─── EXERCISE PASSAGE ───

Remember the bananaphone poem? Come on, of course you do. You know, that five-minute masterpiece of bullshit I whipped out just before poetry class? Here's a recap:

Banan.

A phone ring.
ring ring ring
he calls me every day on the banan.
A phone.
I've got my hunches
They come in.
Bunches celluar
Mod you lying son of a banan.
A phone.
I will peel back your
Yellow skin in four parts:
one skin two skin three skin four.
Daylight screams
and I banan.
A phone.


Well, it finally went through peer critique. Here, for your reading pleasure, I give you a few selected comments:

- Interesting how the word banan serves as noun and evolves in the poem to be a verb at the end.

- There is enough detail so that I'm drawn into the story, but what is the cause of the antagonism in the poem? Like "you lying son of a banan" and "daylight screams"

- hunches/bunches, a relationship metaphor?

- I wish I could critique the poem, but I just don't understand it at all.

───

_TASK SET_
1 > According to one of the peer comments in the bananaphone post, what makes the poem's use of the word "banan" interesting?
2 > Duplicate the bananaphone post word for word from "I will peel" to "at the end.".

─── DATA PROVIDED ───

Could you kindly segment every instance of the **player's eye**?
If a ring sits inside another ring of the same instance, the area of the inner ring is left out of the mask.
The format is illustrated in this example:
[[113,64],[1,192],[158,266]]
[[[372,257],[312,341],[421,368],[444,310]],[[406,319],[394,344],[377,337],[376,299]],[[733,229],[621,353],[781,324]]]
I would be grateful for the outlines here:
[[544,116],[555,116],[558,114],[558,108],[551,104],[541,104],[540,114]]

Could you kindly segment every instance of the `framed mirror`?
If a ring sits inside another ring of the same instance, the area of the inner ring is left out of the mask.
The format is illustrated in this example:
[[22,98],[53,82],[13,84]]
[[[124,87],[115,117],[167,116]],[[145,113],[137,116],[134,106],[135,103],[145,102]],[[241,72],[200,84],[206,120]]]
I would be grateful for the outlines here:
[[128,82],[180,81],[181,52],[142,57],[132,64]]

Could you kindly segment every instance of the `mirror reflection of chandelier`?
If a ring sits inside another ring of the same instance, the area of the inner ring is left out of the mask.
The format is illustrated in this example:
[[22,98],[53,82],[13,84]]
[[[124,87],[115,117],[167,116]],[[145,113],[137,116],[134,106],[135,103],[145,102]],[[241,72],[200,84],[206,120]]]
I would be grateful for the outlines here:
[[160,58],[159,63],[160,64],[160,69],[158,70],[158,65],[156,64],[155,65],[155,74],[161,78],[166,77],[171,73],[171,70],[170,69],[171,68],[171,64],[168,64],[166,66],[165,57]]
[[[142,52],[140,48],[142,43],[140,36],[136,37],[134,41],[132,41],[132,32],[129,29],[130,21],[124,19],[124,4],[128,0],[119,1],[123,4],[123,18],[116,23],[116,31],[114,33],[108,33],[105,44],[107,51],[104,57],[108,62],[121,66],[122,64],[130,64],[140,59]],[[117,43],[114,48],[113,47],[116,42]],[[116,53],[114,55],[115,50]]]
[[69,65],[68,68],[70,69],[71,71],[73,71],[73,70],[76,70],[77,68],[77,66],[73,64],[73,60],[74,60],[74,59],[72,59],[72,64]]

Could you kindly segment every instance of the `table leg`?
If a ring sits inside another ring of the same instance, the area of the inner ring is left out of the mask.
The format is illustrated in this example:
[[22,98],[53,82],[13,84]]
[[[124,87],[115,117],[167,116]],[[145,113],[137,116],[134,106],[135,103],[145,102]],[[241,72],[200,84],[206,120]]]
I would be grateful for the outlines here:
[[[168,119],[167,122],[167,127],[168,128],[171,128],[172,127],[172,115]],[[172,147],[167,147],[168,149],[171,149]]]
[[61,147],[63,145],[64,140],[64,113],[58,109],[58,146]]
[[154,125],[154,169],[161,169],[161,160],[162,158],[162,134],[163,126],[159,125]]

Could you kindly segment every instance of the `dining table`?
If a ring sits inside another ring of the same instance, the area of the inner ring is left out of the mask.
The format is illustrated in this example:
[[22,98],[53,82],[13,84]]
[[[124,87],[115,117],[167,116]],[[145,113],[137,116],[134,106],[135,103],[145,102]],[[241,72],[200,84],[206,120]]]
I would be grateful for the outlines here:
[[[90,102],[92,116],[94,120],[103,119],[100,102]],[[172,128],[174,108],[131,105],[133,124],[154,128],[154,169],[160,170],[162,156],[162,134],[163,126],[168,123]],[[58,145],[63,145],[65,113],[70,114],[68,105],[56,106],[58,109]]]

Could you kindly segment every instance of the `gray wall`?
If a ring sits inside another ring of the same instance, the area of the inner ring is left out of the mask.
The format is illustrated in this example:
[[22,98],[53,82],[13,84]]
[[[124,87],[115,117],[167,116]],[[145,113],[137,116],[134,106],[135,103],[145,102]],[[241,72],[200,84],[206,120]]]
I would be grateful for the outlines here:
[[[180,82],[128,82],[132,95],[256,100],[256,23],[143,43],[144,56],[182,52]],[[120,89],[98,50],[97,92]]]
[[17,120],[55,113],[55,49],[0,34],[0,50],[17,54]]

───

_RESULTS BY TASK_
1 > The commenter finds it interesting because "banan" serves as a noun and then evolves into a verb by the end of the poem.

2 >
I will peel back your
Yellow skin in four parts:
one skin two skin three skin four.
Daylight screams
and I banan.
A phone.


Well, it finally went through peer critique. Here, for your reading pleasure, I give you a few selected comments:

- Interesting how the word banan serves as noun and evolves in the poem to be a verb at the end.